## [Selected text]
****************************************
And so we have the rich tradition of the Arabian Nights Tales.

I am amazed at the felicity with which you recounted those stories, weaving magic with your words, even as the threat of death loomed over your head.

And the lifesaver was the cliffhanger. Where you stopped, always at dawn, forcing the Sultan to let you live for one more night that you may finish the story.

You capitalized on the lifeline, wrapping up one story and launching into the next, stopping at the edge of the tale, at the tipping point, as dawn broke over the horizon.

I’ve always been in awe of you. Your ability to draw your Grand Audience into your spell until time meant nothing, while he hung on to every word.

He is one with you, with your story. Nothing else matters. That is the principal power of the story.

Long before the dream of writing first possessed me, I was captivated by your skills. I’ve subconsciously measured the skills of every other storyteller against the yardstick set by you.

A story must make the reader step within its confines, until the boundaries between the story and the reader are blurred, and they are one with each other. As it should be.

After 1001 nights, you ran out of stories, and you told him so. But your stories had changed the Sultan. For a good story never fails to wash over us.

Imagine the relief of the Sultan’s subjects, knowing their daughters are safe, thanks to you. You took on the risk of marrying the Sultan, when you needn’t have. Your heroism, in the face of grave danger, potentially saved thousands of other women.

What stories you wove! People of the land and of the sea, the birds of the air, the beasts of the land and sea, all throwing their collective might into your conjuring.

Every element of your story was in sync. Characters and plots, wrapped in beautiful prose, the whole thing held together by the magic of your voice.

Your stories forced the Sultan to have a change of heart.
****************************************
## [Stored items from a collection]
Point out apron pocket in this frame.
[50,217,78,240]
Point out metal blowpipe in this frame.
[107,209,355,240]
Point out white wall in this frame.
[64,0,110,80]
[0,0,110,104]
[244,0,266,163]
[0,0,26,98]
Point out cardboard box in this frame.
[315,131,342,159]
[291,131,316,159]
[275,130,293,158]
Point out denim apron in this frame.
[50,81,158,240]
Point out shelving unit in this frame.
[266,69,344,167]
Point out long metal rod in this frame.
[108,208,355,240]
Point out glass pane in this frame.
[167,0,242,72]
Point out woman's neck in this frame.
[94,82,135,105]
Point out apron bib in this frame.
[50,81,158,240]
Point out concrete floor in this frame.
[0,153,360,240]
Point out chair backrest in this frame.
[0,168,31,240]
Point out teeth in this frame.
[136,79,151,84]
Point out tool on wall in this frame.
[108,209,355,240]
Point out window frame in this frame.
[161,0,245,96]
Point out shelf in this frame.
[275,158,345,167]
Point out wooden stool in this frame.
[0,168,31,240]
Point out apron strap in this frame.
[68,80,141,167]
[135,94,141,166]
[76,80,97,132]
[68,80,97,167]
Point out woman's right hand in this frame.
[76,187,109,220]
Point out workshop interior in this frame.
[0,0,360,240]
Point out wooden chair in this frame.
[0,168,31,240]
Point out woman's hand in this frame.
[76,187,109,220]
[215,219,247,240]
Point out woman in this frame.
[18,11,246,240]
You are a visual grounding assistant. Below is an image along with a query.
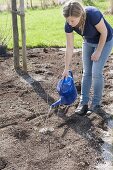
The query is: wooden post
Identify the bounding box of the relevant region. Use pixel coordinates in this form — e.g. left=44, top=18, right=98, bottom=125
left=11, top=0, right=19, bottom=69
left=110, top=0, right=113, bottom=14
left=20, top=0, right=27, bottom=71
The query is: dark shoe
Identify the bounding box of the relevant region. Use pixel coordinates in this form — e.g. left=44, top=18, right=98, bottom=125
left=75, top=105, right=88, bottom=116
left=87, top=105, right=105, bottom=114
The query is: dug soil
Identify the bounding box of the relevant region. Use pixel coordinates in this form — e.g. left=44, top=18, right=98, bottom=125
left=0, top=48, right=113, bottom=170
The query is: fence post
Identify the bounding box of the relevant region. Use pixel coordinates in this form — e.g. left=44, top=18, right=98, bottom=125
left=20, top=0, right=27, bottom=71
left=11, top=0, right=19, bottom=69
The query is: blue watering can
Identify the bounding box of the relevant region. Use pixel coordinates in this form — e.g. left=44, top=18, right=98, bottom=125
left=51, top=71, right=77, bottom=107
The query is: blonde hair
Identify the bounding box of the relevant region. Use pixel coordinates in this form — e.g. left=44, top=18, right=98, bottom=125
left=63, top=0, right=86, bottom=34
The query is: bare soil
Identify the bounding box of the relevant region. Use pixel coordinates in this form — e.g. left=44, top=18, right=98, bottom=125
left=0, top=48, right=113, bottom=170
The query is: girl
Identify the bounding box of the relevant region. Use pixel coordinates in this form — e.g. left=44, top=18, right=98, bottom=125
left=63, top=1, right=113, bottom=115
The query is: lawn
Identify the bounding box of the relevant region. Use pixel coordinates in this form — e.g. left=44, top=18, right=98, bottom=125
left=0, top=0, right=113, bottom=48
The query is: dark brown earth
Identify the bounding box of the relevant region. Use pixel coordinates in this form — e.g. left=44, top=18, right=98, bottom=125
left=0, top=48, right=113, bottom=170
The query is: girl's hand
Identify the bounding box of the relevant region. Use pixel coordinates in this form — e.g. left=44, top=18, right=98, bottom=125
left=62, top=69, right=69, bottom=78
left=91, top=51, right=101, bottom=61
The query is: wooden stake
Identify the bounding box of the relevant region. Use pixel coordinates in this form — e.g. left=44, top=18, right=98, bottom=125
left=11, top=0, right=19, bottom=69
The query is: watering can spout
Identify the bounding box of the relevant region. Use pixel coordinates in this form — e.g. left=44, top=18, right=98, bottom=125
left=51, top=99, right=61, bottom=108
****************************************
## [Goal 1]
Answer these questions about the Arabian Nights passage:
(a) At what time of day did the storyteller always stop?
(b) After how many nights did the storyteller run out of stories?
(c) What held the whole thing together?
## [Goal 2]
Please print the part of the Arabian Nights passage that begins at the words "Long before the" and stops after "of other women.".
## [Goal 3]
Carry on the Arabian Nights passage from the point where it stops.

## [Written answer 1]
(a) At dawn.
(b) After 1001 nights.
(c) The magic of the storyteller's voice.

## [Written answer 2]
Long before the dream of writing first possessed me, I was captivated by your skills. I’ve subconsciously measured the skills of every other storyteller against the yardstick set by you.

A story must make the reader step within its confines, until the boundaries between the story and the reader are blurred, and they are one with each other. As it should be.

After 1001 nights, you ran out of stories, and you told him so. But your stories had changed the Sultan. For a good story never fails to wash over us.

Imagine the relief of the Sultan’s subjects, knowing their daughters are safe, thanks to you. You took on the risk of marrying the Sultan, when you needn’t have. Your heroism, in the face of grave danger, potentially saved thousands of other women.

## [Written answer 3]
Thank you, O Queen.

He is a lucky man, that Sultan.





Saturday, April 18, 2015

Dear Pinocchio

To, 
Pinocchio, 
C/o Geppeto, 
C/o Carlo Collodi



Dear Pinocchio,


“As plain as the nose on your face” What an interesting phrase! In your case, it’s quite literally true.

I wonder what it must feel like to know that every lie you utter, even if it be a harmless, ‘white’ one, will be exposed to the world by your steadily lengthening nose. What a heavy burden to place upon an animated wooden puppet!

As a puppet, you weren’t guided or governed by any conscience or moral system. Why oblige you to act in accordance with something you didn’t have? We humans, despite having access to complicated and intricate value systems and a conscience that is capable of distinguishing between right and wrong, still manage to come up with our own fabrications to delude ourselves and others. Why hold a puppet accountable then?

Of course, I must acknowledge that the elongation of your nose does not depend on lies alone. The strange phenomenon is also in evidence when you’re nervous. And maybe that’s a good sign. Maybe it means that you were basically honest, and that telling a lie made you nervous and stressed you out.

Your goal was simple. You did not want to go to school and study, but preferred to “chase after butterflies, climb trees, and steal birds’ nests.” Exactly how Geppeto, the wood carver, made you -- to “be able to dance, fence and turn somersaults,” so he could “go around the world, to earn my crust of bread and cup of wine.”



At heart you were innocent and naïve, yet sometimes gullible and cruel. Always playing pranks upon others, never thinking about the consequences. Always trying to be good, but never quite succeeding. You were a free spirit, but your body was wooden. You would rather be spending the day horsing around, but your father, Geppeto, the wood carver who carved you, thought you should go to school and learn a sense of responsibility. All you wanted was to be a boy, a real boy. But first you would have to prove yourself brave, unselfish and truthful.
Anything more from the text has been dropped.